Passage shown:
YUMA, Ariz. -- Move over, Sarah Palin, there's another rising star in the Republican Party. Little-known even at home two years ago and locked in a tough three-way race for her party's nomination just months ago, Arizona Gov. Jan Brewer, 65, now has driven Republican rivals from the race, is coasting to the nomination in a primary Tuesday and is poised to win election to a full term.
She has become a regular on Fox News, has hundreds of thousands of fans on Facebook and entertains invitations from Republicans around the country to headline their dinners or endorse their candidacies.
The reason: She has become the face of opposition to President Barack Obama by championing a tough, controversial state law on illegal immigration. His administration sued the state, and won an injunction temporarily stopping enforcement of key parts of the measure while it's debated in court. She vows to fight all the way to the Supreme Court.
"We're representing the people. We stand up and we're not going to let the federal government push us around," she said.
Brewer was in her second term as Arizona's secretary of state when she moved up by law to fill the unexpired term of Democratic former Gov. Janet Napolitano, who was named as Obama's secretary of homeland security.
Brewer's most prominent achievement at the time had been overhauling the state's voting systems. She didn't even mention illegal immigration in her 2009 inauguration speech.
By last spring, Brewer's prospects for winning a full term were cloudy at best. She was locked in a three-way fight for the Republican nomination, and a poll found her slightly trailing the likely Democratic nominee, Attorney General Terry Goddard.
Then she signed the anti-immigration law in April. She went on TV repeatedly and met with Obama, who criticized the law as potentially discriminatory and challenged it in court.
The whole truth?
On the crest of her wave, Brewer sometimes has misstated things in her campaign.

Work instructions:
a) Answer these questions from the article on Jan Brewer:
(i) How old is Brewer?
(ii) What office was Brewer serving in when she moved up to become governor?
(iii) In what month did she sign the anti-immigration law?
b) Transcribe the article on Jan Brewer starting at "The reason: She" and ending at "the Supreme Court.".
c) Write the next part of the article on Jan Brewer, picking up after its final sentence.
The items that come next have no connection to the article on Jan Brewer.

(Referring expression data)
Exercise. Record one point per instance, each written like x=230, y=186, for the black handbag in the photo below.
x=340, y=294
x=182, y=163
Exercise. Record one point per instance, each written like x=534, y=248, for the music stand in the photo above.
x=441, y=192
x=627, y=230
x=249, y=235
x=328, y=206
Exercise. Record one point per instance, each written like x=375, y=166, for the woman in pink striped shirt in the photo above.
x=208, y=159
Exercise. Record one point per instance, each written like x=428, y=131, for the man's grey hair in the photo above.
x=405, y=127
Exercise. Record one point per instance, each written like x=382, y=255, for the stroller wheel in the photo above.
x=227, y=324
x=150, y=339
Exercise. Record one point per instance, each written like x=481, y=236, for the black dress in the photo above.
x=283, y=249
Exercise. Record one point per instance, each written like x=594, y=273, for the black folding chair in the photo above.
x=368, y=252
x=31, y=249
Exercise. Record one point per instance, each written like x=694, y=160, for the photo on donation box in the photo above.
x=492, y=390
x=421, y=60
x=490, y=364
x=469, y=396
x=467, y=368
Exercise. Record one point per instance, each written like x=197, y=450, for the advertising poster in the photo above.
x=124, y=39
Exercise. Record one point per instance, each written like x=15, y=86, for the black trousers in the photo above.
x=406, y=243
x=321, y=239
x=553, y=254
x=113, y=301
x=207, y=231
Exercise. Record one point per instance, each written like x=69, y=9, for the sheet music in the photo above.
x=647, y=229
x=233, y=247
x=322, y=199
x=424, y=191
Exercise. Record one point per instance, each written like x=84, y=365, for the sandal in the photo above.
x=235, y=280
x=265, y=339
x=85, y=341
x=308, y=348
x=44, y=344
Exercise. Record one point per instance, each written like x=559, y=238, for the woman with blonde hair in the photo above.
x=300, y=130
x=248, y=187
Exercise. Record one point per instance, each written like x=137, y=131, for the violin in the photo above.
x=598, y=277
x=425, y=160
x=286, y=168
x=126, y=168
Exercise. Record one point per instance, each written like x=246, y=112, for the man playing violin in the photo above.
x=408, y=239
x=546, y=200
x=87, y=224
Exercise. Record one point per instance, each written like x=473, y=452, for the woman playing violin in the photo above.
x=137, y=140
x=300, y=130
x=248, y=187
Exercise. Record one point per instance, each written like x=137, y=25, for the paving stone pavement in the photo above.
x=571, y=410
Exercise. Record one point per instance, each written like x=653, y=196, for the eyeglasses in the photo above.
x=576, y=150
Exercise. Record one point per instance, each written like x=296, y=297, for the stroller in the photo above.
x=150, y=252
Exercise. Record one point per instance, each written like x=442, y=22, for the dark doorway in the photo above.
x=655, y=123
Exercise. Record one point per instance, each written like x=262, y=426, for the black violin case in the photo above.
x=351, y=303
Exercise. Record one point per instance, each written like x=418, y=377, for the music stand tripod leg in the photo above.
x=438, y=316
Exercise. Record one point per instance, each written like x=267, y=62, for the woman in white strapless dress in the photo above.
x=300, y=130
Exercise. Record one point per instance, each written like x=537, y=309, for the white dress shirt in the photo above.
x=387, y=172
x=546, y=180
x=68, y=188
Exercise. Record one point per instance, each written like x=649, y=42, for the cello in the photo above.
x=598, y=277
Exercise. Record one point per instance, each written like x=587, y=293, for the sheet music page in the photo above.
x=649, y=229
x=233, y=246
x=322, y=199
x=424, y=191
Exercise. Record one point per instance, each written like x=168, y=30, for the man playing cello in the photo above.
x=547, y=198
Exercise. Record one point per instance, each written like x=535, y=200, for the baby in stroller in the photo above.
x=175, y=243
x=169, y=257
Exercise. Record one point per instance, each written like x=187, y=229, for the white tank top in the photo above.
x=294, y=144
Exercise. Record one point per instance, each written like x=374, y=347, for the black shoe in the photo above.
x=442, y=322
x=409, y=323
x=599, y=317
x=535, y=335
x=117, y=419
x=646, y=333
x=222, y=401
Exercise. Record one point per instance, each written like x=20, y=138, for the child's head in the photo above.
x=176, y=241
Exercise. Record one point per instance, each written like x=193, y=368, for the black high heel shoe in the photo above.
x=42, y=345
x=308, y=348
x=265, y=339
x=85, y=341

Responses per task:
a)
(i) 65
(ii) Arizona's secretary of state, in her second term
(iii) April

b)
The reason: She has become the face of opposition to President Barack Obama by championing a tough, controversial state law on illegal immigration. His administration sued the state, and won an injunction temporarily stopping enforcement of key parts of the measure while it's debated in court. She vows to fight all the way to the Supreme Court.

c)
While she was stressing the threat from criminals crossing the border, she said, "Law enforcement agencies have found bodies in the desert either buried or just lying out there that have been beheaded."
However, Arizona officials said they had no reports of criminal beheadings, and that the one human skull they had found in the desert probably had been removed from a body by animals.
Accused of being a Nazi for her support of the immigration law, she said that hurt especially because her father "died fighting the Nazi regime in Germany." In truth, her father worked in an Army depot in Nevada, didn't serve in the military or fight in World War II and died of cancer in 1955, perhaps caused by exposure to chemicals at the depot.
Fighting for America
She's focused like a laser beam, however, on her message of fighting Obama to stop illegal immigrants from hurting Arizona and its people.
While it may enrage critics as a polarizing move, it's broadly popular. Polls find that she has wide leads in her campaign at home. Polls also find majority support nationwide for the Arizona law, and majority or plurality opposition to the federal challenge.
"Some people will tell you Arizona has divided America," Brewer said. "We have united America."